Transcribe each record exactly. Include every one.
** start **
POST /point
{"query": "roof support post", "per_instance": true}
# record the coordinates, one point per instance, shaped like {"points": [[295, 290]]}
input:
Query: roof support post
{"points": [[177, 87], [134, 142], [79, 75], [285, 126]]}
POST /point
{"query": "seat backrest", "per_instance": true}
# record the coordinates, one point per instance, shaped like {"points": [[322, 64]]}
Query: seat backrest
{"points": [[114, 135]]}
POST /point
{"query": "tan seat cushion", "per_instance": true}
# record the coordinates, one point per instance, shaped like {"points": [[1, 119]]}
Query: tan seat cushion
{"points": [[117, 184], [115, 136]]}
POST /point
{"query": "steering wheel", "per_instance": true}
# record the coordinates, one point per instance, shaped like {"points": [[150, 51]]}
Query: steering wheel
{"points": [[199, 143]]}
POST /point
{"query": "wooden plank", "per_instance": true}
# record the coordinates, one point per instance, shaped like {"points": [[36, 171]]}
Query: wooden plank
** end **
Reply:
POST /point
{"query": "roof support post", "per_instance": true}
# record the coordinates, one point per instance, shaped like {"points": [[295, 290]]}
input:
Query: roof support post
{"points": [[177, 87], [134, 142], [79, 75], [285, 126]]}
POST /point
{"query": "seat backrest", "per_instance": true}
# record the coordinates, one point per instance, shaped like {"points": [[322, 64]]}
Query: seat backrest
{"points": [[114, 135]]}
POST /point
{"query": "tan seat cushion", "per_instance": true}
# record the coordinates, one point per instance, shaped like {"points": [[1, 119]]}
Query: tan seat cushion
{"points": [[117, 184], [115, 136]]}
POST /point
{"query": "steering wheel", "per_instance": true}
# record the coordinates, one point per instance, shaped like {"points": [[150, 51]]}
Query: steering wheel
{"points": [[199, 143]]}
POST /point
{"query": "wooden plank", "per_instance": true}
# record the coordinates, one point per instance, shaped like {"points": [[36, 171]]}
Query: wooden plank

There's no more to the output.